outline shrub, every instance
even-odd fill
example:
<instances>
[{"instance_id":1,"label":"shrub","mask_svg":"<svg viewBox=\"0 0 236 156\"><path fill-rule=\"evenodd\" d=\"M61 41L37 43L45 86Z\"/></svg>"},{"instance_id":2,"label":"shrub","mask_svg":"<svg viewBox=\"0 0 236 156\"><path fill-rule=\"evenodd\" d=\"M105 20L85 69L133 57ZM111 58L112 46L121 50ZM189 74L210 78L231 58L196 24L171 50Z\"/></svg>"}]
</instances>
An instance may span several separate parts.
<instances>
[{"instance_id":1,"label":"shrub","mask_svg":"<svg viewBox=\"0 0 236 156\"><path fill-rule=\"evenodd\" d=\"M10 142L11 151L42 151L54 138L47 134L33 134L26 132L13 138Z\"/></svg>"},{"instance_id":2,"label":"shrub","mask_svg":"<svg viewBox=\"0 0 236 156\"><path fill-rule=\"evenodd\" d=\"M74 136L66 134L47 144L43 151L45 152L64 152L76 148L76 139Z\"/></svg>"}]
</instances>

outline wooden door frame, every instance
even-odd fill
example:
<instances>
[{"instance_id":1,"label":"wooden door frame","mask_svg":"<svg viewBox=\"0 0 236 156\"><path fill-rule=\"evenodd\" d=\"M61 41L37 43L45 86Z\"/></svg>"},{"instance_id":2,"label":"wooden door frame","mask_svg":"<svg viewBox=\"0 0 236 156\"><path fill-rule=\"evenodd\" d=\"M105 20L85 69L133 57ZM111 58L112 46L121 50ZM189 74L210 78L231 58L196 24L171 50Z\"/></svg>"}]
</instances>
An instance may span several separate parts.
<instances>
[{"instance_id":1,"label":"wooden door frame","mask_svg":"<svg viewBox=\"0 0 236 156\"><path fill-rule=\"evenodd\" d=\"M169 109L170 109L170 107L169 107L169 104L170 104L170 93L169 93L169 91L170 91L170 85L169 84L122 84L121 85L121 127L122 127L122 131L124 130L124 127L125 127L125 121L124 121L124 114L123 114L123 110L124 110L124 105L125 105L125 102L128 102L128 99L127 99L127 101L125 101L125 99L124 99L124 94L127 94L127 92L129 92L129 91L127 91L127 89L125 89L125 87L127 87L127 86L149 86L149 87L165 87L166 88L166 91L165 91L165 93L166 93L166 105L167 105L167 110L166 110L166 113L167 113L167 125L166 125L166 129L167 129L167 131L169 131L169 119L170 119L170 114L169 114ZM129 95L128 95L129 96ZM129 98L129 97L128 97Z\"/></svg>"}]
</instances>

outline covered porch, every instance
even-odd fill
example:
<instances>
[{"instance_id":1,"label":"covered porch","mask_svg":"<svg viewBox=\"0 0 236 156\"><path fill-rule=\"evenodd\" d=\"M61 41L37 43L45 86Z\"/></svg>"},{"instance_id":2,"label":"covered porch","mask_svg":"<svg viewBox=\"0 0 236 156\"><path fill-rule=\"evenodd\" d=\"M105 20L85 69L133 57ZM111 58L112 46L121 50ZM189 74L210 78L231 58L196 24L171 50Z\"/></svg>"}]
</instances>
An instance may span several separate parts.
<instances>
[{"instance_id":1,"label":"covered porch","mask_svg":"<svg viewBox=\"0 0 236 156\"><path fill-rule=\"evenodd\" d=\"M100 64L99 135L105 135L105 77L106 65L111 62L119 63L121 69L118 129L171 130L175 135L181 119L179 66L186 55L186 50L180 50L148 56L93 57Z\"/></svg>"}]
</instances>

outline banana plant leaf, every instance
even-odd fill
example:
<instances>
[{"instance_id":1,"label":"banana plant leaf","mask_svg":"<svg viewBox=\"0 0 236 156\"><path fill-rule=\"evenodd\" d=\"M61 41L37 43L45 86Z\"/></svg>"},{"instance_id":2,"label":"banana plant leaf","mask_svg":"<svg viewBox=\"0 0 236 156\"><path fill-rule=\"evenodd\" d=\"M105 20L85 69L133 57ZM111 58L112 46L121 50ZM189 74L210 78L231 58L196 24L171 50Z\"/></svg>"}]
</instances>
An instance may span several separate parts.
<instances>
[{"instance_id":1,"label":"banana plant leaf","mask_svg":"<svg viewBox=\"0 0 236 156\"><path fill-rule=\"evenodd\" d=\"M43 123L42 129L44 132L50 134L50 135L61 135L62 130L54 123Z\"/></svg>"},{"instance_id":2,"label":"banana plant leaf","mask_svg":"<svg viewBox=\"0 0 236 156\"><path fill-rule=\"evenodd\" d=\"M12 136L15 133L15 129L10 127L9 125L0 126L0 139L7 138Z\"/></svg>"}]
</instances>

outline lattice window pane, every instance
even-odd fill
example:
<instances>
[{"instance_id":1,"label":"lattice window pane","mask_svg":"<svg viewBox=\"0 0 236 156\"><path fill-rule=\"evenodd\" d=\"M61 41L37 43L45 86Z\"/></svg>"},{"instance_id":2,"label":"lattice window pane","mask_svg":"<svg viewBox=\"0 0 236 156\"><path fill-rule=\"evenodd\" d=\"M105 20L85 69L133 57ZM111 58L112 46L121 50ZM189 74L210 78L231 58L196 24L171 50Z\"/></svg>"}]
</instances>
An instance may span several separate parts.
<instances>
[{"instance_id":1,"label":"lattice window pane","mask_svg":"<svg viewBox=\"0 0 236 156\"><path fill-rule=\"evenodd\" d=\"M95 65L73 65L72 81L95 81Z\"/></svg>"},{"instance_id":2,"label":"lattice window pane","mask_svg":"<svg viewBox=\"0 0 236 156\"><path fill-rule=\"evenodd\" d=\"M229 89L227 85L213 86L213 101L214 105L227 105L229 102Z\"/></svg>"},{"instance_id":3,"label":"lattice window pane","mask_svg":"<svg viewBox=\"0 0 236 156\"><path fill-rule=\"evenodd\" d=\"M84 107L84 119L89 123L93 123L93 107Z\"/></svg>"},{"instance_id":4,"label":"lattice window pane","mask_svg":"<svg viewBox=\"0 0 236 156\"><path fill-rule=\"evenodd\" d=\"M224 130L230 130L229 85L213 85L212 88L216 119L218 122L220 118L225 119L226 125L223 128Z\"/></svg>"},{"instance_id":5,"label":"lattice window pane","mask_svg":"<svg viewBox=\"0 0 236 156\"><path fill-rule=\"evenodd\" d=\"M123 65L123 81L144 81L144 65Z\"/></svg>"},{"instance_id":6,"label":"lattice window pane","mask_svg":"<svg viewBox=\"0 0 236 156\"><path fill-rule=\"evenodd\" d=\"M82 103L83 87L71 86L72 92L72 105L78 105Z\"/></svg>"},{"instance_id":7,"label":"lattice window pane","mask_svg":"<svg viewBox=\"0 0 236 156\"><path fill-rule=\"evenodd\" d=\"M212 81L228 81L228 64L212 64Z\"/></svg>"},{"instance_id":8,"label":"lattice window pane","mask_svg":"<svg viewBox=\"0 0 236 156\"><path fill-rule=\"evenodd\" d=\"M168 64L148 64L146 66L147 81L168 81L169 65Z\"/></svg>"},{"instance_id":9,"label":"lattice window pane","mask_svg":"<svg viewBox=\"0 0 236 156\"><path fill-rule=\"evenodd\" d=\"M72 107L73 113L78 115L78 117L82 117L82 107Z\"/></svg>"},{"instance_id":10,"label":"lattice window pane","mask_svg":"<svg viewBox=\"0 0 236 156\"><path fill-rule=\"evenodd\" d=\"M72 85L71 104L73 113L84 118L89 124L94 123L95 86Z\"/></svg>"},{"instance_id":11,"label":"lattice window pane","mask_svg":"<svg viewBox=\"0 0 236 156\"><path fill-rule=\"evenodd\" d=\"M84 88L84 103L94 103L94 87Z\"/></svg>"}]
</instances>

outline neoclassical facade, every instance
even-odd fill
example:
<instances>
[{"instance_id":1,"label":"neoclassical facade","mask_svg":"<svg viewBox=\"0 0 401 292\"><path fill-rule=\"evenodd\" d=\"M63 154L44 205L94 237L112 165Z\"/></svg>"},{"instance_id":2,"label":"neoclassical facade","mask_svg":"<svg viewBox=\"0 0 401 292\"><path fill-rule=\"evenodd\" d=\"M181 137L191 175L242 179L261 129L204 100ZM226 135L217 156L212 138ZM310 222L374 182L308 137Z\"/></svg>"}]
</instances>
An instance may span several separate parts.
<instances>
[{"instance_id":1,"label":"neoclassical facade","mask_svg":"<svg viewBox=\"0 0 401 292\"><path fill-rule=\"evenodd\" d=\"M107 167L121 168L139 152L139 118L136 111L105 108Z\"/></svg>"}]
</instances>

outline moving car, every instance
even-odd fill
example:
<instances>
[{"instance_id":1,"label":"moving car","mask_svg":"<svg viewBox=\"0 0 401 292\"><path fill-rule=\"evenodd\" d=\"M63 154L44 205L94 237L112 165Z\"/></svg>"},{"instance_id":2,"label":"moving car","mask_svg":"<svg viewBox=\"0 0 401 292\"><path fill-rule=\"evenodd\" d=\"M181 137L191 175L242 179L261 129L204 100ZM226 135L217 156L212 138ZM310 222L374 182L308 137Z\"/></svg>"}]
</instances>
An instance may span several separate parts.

Task to complete: Only the lines from the one containing "outline neoclassical facade, every instance" to the end of the data should be printed, exactly as they stand.

Exercise answer:
outline neoclassical facade, every instance
even-odd fill
example:
<instances>
[{"instance_id":1,"label":"neoclassical facade","mask_svg":"<svg viewBox=\"0 0 401 292\"><path fill-rule=\"evenodd\" d=\"M63 154L44 205L94 237L112 165Z\"/></svg>"},{"instance_id":2,"label":"neoclassical facade","mask_svg":"<svg viewBox=\"0 0 401 292\"><path fill-rule=\"evenodd\" d=\"M181 137L191 175L242 179L261 129L204 100ZM226 135L217 156L212 138ZM310 222L374 182L308 137Z\"/></svg>"}]
</instances>
An instance may span several separate parts.
<instances>
[{"instance_id":1,"label":"neoclassical facade","mask_svg":"<svg viewBox=\"0 0 401 292\"><path fill-rule=\"evenodd\" d=\"M107 167L121 168L139 152L139 118L136 111L105 108Z\"/></svg>"}]
</instances>

outline moving car, every instance
even-odd fill
example:
<instances>
[{"instance_id":1,"label":"moving car","mask_svg":"<svg viewBox=\"0 0 401 292\"><path fill-rule=\"evenodd\" d=\"M63 154L44 205L94 237L112 165Z\"/></svg>"},{"instance_id":2,"label":"moving car","mask_svg":"<svg viewBox=\"0 0 401 292\"><path fill-rule=\"evenodd\" d=\"M181 137L191 175L242 179L261 129L204 100ZM226 135L217 156L212 138ZM310 222L374 182L308 137Z\"/></svg>"}]
</instances>
An instance may span several separate parts.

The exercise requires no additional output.